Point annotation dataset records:

........

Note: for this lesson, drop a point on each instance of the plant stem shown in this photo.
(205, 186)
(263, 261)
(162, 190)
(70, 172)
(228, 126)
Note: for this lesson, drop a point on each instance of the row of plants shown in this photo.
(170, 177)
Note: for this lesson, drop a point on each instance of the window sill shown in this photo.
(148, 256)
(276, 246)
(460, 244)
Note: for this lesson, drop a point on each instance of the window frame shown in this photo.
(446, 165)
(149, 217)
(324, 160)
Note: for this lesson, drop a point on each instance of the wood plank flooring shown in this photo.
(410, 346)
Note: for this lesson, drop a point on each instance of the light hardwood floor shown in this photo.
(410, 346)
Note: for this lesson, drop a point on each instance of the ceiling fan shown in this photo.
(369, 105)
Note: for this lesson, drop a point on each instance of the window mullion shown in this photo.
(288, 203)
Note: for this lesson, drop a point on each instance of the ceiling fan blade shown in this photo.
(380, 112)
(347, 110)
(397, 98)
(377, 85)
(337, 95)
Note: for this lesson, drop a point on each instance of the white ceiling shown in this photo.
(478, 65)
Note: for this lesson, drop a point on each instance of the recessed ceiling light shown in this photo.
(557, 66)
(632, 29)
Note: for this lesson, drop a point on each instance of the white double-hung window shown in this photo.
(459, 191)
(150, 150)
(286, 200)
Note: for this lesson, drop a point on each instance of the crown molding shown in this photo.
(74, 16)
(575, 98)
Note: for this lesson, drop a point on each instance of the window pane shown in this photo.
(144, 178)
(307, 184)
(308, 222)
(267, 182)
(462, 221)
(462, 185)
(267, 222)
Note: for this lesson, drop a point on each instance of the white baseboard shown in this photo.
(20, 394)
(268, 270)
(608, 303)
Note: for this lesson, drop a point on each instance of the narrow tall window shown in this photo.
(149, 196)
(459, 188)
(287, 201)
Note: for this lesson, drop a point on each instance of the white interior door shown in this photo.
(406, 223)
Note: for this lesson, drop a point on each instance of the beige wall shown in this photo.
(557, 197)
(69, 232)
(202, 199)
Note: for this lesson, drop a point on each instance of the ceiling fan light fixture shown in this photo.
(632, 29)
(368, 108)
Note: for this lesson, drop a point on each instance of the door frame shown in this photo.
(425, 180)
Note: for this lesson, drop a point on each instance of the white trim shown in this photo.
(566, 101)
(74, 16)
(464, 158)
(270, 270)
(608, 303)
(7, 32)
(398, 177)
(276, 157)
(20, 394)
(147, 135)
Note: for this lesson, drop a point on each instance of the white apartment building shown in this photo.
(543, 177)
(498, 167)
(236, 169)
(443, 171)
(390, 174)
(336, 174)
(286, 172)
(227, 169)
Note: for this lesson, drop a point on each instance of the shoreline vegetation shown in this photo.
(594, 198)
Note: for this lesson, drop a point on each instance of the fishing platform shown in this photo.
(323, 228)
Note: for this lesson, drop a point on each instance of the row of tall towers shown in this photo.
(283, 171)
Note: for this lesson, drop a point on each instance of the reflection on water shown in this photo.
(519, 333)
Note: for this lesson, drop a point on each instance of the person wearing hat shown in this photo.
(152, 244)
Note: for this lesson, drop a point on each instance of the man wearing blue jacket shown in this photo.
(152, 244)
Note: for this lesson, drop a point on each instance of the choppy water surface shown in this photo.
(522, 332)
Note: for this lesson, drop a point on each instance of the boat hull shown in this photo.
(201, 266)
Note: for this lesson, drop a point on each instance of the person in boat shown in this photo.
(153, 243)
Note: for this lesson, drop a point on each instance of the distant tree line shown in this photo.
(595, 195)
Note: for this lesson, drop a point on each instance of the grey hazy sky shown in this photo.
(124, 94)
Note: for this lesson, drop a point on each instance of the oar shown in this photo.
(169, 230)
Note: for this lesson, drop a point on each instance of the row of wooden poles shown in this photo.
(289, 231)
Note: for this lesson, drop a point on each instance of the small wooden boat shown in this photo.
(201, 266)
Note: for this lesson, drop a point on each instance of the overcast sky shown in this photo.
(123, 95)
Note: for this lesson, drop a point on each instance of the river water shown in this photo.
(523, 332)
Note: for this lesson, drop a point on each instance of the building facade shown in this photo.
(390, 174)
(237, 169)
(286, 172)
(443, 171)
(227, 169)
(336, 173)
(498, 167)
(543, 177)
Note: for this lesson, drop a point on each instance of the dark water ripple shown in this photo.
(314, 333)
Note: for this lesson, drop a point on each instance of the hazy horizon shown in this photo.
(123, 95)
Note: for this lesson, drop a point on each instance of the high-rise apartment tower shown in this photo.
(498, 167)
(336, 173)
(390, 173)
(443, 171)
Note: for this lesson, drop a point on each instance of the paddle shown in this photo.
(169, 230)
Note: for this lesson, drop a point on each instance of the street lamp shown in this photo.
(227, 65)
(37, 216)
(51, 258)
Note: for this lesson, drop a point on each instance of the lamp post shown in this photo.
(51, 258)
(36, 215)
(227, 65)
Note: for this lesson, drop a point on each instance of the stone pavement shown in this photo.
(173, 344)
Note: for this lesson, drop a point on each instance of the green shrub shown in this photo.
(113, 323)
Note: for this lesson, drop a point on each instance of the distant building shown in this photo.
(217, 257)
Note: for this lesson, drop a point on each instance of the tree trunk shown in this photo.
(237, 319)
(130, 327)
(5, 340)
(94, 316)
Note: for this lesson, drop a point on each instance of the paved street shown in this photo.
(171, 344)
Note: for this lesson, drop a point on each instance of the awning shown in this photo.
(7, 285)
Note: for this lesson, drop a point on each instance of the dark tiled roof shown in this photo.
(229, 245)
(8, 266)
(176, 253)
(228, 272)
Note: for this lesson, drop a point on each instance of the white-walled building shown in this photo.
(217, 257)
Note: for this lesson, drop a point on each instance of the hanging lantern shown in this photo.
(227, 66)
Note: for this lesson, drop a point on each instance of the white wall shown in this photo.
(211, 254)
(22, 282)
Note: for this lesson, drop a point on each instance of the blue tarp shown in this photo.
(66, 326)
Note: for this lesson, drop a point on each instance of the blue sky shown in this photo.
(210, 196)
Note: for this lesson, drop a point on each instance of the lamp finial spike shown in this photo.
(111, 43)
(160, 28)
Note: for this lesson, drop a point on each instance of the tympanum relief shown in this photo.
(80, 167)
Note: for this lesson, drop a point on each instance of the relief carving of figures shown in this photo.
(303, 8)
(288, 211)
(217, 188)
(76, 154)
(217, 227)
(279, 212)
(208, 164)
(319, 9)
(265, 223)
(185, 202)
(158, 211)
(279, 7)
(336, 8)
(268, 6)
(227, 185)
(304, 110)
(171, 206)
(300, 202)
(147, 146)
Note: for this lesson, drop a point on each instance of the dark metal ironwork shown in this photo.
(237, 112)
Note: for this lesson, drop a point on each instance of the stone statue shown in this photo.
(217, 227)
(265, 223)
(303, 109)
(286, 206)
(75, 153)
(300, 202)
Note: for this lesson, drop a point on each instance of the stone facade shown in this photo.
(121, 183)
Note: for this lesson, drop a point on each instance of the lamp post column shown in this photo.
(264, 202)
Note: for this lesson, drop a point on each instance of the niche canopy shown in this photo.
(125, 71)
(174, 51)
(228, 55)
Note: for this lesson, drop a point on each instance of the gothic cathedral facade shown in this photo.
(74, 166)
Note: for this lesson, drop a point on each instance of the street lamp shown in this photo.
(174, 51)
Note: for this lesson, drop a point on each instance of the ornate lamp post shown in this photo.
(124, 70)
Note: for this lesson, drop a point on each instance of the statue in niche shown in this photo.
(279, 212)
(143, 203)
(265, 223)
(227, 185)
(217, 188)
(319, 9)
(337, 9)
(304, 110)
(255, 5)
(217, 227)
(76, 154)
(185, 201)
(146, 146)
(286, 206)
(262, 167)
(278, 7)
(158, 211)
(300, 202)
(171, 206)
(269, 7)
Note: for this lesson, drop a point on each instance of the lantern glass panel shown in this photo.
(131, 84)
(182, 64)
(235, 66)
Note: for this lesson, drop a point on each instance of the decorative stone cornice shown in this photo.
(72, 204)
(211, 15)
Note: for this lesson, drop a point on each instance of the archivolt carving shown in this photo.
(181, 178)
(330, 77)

........

Update the part of the data that opens with the line containing "stone facade shown in this photo." and runs through the end, changing "lesson" to "exercise" and keeping everything else the same. Give back only that part.

▶ EXERCISE SOLUTION:
Note: for this exercise, drop a point on each instance of the stone facade shown in this photo.
(121, 183)
Note: for this exercise, drop a point on each instance of the lamp post column shown in this photo.
(264, 202)
Note: for this exercise, drop a point on each instance of the niche canopy shown in this photo.
(125, 71)
(174, 51)
(228, 55)
Note: for this exercise, drop a point on each instance of the gothic cathedral facade shown in this photo.
(74, 166)
Note: for this exercise, drop a point on each instance of the street lamp shown in this photo.
(174, 51)
Note: for this exercise, drop a point on each instance of the ornate lamp post shown in this photo.
(124, 70)
Note: for this exercise, drop a point on each instance of the statue in niche shown in this photo.
(279, 212)
(143, 203)
(265, 223)
(227, 185)
(217, 188)
(319, 9)
(337, 9)
(304, 110)
(255, 5)
(217, 227)
(76, 154)
(185, 201)
(146, 146)
(286, 206)
(262, 167)
(278, 7)
(158, 211)
(300, 202)
(171, 206)
(269, 7)
Note: for this exercise, drop a point on each instance of the lantern glass panel shown in this photo.
(131, 84)
(182, 64)
(235, 66)
Note: for this exercise, drop a point on each instance of the decorative stone cornice shown in this photo.
(72, 204)
(211, 15)
Note: for this exercise, drop a point on each instance of the archivolt carving shown in this photo.
(181, 178)
(330, 77)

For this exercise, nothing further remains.